### [Given exercise]
Copy the lines from the one with "One point marks each instance of the window" through the end of the lines, both ends included, and leave the pictures out.

[Excerpts from location labeling data]
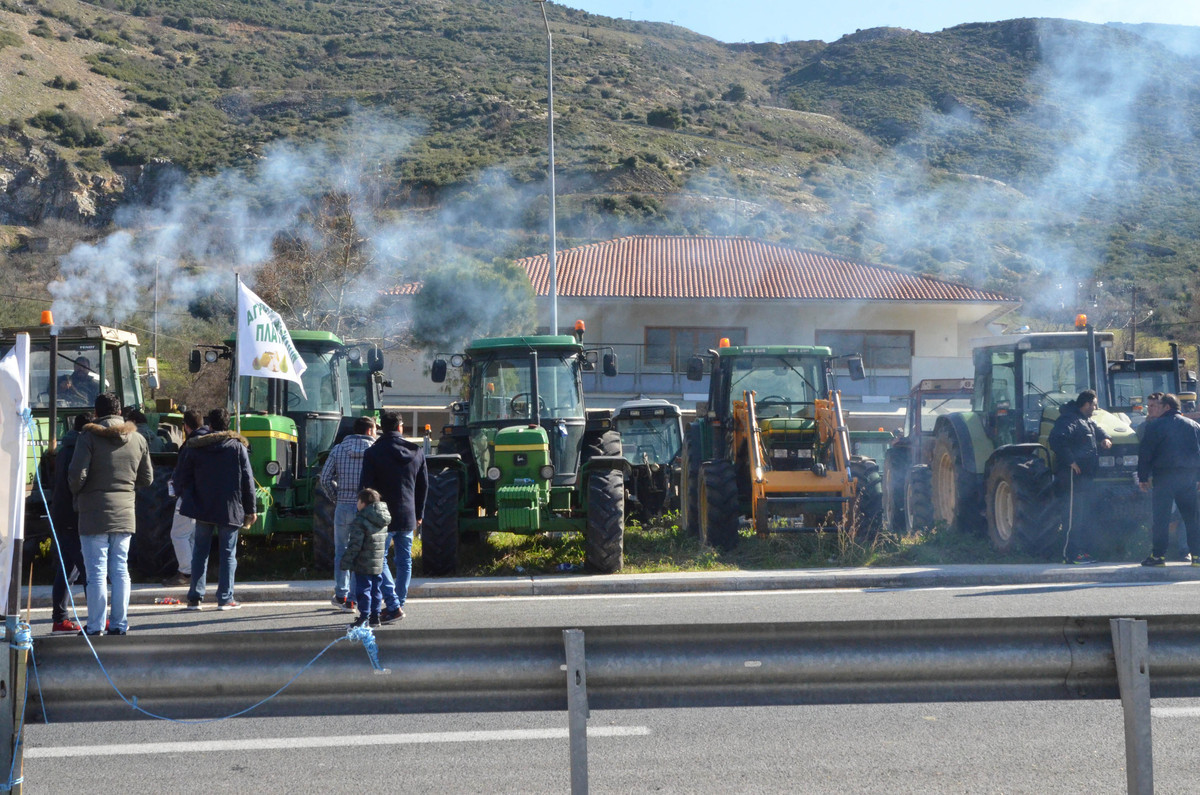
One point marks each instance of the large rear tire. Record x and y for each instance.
(718, 504)
(151, 554)
(439, 525)
(689, 482)
(868, 518)
(918, 500)
(895, 474)
(1023, 510)
(957, 498)
(323, 549)
(604, 541)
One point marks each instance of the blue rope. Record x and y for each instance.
(22, 640)
(364, 634)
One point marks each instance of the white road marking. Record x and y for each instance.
(1175, 711)
(287, 743)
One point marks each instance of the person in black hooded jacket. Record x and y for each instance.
(1169, 461)
(395, 467)
(216, 488)
(1077, 443)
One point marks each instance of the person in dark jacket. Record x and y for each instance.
(216, 488)
(111, 462)
(1169, 461)
(1077, 443)
(366, 555)
(66, 532)
(395, 467)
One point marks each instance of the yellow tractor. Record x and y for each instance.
(772, 450)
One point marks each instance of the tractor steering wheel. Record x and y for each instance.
(516, 400)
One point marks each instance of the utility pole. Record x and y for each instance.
(1133, 322)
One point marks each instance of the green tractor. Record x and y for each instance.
(652, 441)
(291, 434)
(993, 467)
(523, 455)
(69, 366)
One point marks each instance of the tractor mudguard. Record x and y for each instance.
(605, 464)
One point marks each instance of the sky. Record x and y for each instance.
(795, 21)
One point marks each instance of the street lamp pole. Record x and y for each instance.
(550, 117)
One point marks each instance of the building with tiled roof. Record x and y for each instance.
(659, 299)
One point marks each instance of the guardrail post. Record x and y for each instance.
(577, 709)
(1132, 651)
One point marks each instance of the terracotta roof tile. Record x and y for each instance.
(711, 267)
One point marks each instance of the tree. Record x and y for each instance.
(737, 93)
(665, 118)
(466, 298)
(318, 276)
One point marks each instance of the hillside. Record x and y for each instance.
(1045, 159)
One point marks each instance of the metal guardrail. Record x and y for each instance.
(642, 667)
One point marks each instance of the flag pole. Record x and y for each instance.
(237, 369)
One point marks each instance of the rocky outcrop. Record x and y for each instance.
(37, 183)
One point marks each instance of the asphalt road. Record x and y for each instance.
(1007, 747)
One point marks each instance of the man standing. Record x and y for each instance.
(109, 464)
(395, 467)
(216, 488)
(1077, 443)
(340, 479)
(183, 530)
(66, 531)
(1169, 460)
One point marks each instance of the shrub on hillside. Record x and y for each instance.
(69, 129)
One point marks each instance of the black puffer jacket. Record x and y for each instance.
(395, 467)
(1170, 442)
(1077, 440)
(214, 479)
(366, 548)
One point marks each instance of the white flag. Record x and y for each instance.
(13, 449)
(264, 346)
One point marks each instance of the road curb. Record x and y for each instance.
(918, 577)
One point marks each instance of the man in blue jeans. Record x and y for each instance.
(111, 462)
(216, 488)
(395, 467)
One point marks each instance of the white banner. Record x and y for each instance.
(264, 346)
(13, 449)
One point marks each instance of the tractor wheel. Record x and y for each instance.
(957, 498)
(868, 514)
(918, 500)
(689, 483)
(439, 527)
(323, 548)
(151, 554)
(1023, 510)
(895, 471)
(606, 443)
(718, 502)
(604, 541)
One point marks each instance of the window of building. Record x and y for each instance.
(880, 350)
(672, 346)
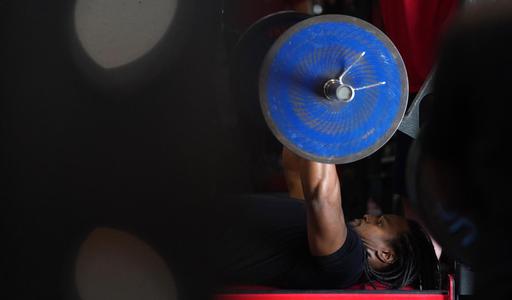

### [Correct response]
One point marks each instance of the window of building. Record x and y for each instance.
(880, 350)
(672, 346)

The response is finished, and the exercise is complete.